— Aim of the exercise —
What is needed is an exact copy of the line that contains "For every instance of the dark red" and of all later lines to the end of the records below, with no other lines.

[Stored data entries]
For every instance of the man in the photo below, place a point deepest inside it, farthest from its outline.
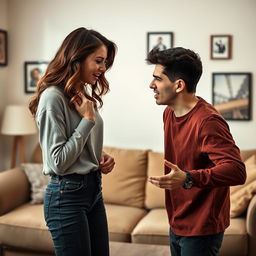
(201, 158)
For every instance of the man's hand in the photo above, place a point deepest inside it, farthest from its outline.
(173, 180)
(107, 163)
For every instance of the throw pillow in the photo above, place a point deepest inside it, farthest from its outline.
(37, 180)
(241, 195)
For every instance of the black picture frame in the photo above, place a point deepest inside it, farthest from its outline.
(3, 48)
(231, 95)
(160, 40)
(221, 47)
(33, 71)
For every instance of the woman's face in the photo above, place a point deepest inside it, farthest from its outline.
(94, 65)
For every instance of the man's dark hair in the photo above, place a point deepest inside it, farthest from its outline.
(179, 63)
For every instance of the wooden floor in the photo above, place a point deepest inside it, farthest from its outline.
(131, 249)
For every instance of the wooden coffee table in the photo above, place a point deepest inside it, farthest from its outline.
(132, 249)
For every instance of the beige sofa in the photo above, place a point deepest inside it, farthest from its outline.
(134, 207)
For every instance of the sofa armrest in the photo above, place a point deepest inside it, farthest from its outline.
(14, 189)
(251, 226)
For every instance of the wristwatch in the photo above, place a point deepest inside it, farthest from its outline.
(188, 184)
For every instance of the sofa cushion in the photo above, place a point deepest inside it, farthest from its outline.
(125, 185)
(37, 180)
(235, 241)
(154, 195)
(122, 220)
(152, 231)
(241, 195)
(24, 227)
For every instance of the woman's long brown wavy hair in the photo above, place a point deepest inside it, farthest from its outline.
(64, 69)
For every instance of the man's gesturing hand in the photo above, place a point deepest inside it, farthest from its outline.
(173, 180)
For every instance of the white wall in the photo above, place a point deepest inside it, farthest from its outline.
(132, 119)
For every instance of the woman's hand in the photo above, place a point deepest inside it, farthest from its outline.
(85, 107)
(107, 163)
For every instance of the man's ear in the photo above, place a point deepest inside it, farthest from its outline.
(180, 85)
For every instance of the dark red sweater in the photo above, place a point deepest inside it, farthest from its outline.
(200, 142)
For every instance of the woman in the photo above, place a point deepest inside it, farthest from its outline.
(71, 138)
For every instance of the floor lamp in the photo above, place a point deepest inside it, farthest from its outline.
(18, 122)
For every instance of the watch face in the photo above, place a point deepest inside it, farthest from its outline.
(189, 184)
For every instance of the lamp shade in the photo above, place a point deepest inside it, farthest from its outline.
(17, 120)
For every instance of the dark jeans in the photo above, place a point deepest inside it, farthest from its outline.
(195, 245)
(75, 215)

— Output for this task —
For every instance of the dark red sweater in the photo above, place a point deepest inside it, farthest from its outline.
(200, 142)
For every instance of the woman in the photo above, place a point deepest inside it, farthest from its outline.
(71, 138)
For every instance of the floor lamp in the photo above, place a point deepest inside it, farthest from its outline.
(18, 122)
For every instance of the watch face in the photo above, place a point deepest inside it, farthest from its outline.
(189, 184)
For every instance of the lamp shade in the photo above, place a point deepest inside it, farthest from its outline.
(17, 120)
For every instance of the dark jeans in the photo above, place a point deepest inside it, farthest from its outline.
(195, 245)
(75, 215)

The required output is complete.